What is required: Return the lines below that contain "grass".

Segment Open

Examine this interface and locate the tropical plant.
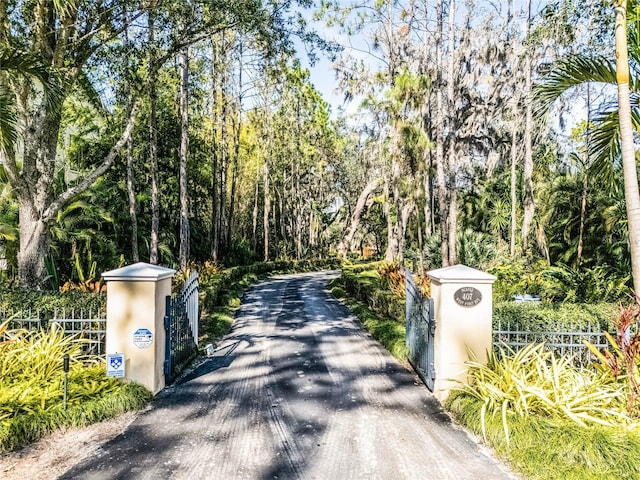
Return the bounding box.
[459,343,631,446]
[376,262,406,299]
[535,0,640,293]
[585,300,640,415]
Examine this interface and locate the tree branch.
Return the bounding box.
[41,100,141,223]
[0,148,30,198]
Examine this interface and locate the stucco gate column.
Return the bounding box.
[428,264,496,403]
[102,262,176,394]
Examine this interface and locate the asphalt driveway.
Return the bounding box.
[60,271,514,480]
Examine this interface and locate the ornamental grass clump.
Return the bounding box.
[459,343,631,446]
[0,322,129,425]
[0,320,152,451]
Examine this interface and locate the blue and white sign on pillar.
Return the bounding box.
[133,328,153,349]
[107,353,125,378]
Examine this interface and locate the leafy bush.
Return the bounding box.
[340,268,405,322]
[0,323,151,451]
[447,392,640,480]
[457,344,630,446]
[0,289,105,319]
[489,259,631,303]
[0,382,151,451]
[493,302,615,332]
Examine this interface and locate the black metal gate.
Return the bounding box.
[164,271,199,384]
[405,268,436,391]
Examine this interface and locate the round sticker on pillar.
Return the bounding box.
[133,328,153,348]
[454,287,482,307]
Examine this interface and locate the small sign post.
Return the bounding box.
[63,354,69,409]
[107,352,126,378]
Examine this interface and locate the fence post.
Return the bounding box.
[102,262,176,394]
[428,264,496,403]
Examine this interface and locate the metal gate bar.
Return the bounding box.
[164,272,199,384]
[405,268,436,391]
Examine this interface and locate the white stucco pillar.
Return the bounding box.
[428,264,496,402]
[103,262,175,394]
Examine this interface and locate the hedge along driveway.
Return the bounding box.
[60,271,515,480]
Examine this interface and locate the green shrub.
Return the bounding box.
[493,302,615,332]
[339,268,405,322]
[447,342,640,479]
[447,392,640,480]
[489,259,631,303]
[456,344,630,446]
[0,382,151,452]
[0,289,105,319]
[0,324,151,451]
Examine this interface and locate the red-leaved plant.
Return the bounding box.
[586,299,640,416]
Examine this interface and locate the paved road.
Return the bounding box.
[61,271,514,480]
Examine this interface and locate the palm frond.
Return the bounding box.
[533,55,617,116]
[584,107,640,193]
[73,71,107,116]
[0,48,48,84]
[0,87,17,155]
[586,109,621,192]
[0,47,63,113]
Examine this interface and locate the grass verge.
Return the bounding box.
[329,272,408,361]
[447,392,640,480]
[0,382,152,452]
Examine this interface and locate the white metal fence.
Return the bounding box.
[493,318,611,367]
[1,308,106,356]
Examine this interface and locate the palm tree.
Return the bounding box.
[535,0,640,293]
[0,49,55,157]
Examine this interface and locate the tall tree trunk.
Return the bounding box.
[521,0,535,255]
[178,44,190,270]
[148,10,159,265]
[17,203,49,288]
[421,0,433,241]
[577,86,591,267]
[577,172,588,266]
[295,96,303,260]
[15,100,138,286]
[446,0,457,265]
[124,9,139,263]
[263,155,270,262]
[126,135,139,263]
[210,40,220,262]
[435,0,449,267]
[384,179,398,262]
[508,0,518,258]
[416,191,425,274]
[338,177,381,257]
[510,117,518,257]
[219,66,229,256]
[398,202,413,266]
[15,91,62,286]
[615,1,640,294]
[252,177,259,252]
[227,45,243,249]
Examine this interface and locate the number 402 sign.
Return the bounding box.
[454,287,482,308]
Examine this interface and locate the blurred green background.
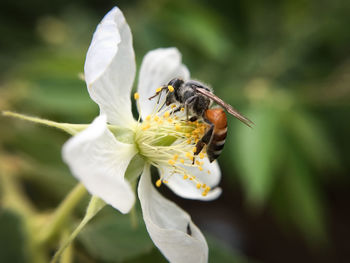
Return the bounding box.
[1,0,349,262]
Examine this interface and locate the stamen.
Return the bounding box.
[134,92,139,100]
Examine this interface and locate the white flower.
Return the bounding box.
[62,7,222,263]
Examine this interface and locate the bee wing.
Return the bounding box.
[196,87,254,127]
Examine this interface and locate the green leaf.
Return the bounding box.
[232,105,281,204]
[78,206,153,262]
[0,209,29,263]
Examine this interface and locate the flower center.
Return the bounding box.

Segment Closed

Exercise solution:
Examine this interface and locate the ornamental grass clump.
Examine this interface and locate the grass verge.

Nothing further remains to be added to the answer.